▶ What you will do: Word for word, retype every entry in the listing.

▶ Data for processing:
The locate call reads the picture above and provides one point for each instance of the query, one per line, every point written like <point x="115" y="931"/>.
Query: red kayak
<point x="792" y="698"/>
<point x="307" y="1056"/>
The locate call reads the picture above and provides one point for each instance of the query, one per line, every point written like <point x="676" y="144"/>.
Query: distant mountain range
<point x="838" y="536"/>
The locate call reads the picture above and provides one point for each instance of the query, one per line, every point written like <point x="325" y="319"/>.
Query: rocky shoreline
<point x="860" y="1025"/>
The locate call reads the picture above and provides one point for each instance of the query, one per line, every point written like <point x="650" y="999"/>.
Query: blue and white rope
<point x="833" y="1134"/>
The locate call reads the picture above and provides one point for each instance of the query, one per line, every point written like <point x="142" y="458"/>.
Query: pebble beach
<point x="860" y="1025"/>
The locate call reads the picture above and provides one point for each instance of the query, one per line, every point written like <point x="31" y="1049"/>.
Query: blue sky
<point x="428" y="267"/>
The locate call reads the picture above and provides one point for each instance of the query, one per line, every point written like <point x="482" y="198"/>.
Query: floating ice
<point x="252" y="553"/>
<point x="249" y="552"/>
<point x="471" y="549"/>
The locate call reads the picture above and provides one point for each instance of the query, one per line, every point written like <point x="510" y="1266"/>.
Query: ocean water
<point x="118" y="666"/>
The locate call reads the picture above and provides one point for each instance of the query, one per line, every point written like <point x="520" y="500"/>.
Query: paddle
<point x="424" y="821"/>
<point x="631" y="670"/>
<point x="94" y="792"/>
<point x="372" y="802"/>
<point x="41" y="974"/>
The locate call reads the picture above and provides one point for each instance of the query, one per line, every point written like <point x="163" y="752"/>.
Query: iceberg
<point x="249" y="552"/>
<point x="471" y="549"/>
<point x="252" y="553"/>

▶ Output for this task:
The locate call reads the picture above and provides one point for each instance of the query, one per line, every point written like <point x="115" y="931"/>.
Query: red kayak
<point x="792" y="698"/>
<point x="307" y="1056"/>
The locate call reads the picture above and provides one point for each instance of the query, one per line, every point written like <point x="676" y="144"/>.
Query: distant mountain range
<point x="838" y="536"/>
The locate call reads the picture above and provides one point for each instance of the query, one per line, every point written like <point x="325" y="319"/>.
Query: rocky shoreline
<point x="860" y="1025"/>
The locate call reads the picture above and provides one point for each instance of the query, one per line, every point written like <point x="650" y="999"/>.
Query: blue and white rope
<point x="833" y="1134"/>
The locate call reads the picture above and provides one point for each instance of the query, one per line, every point written like <point x="142" y="458"/>.
Query: pebble beach
<point x="860" y="1025"/>
The locate call reads the picture above and provides one point for each instance of the query, one per line, every point written like <point x="31" y="1049"/>.
Query: blue sky
<point x="428" y="267"/>
The locate call reads the picture above and provides one point for each instance of the query, one per line, every point written like <point x="482" y="198"/>.
Query: floating ice
<point x="252" y="553"/>
<point x="249" y="552"/>
<point x="471" y="549"/>
The locate call reads the picture above and provides one point for each instance of the query, one per line, every point written like <point x="510" y="1266"/>.
Query: ocean water
<point x="118" y="666"/>
The locate call reads the picture above and provides one point for each instance of the query, one per line, every point written like <point x="520" y="500"/>.
Query: paddle
<point x="424" y="821"/>
<point x="631" y="670"/>
<point x="94" y="792"/>
<point x="372" y="802"/>
<point x="41" y="974"/>
The locate call reads the picture above and provides one point for each instance of the query, one per line, every point written like <point x="163" y="752"/>.
Query: iceberg
<point x="249" y="552"/>
<point x="471" y="549"/>
<point x="252" y="553"/>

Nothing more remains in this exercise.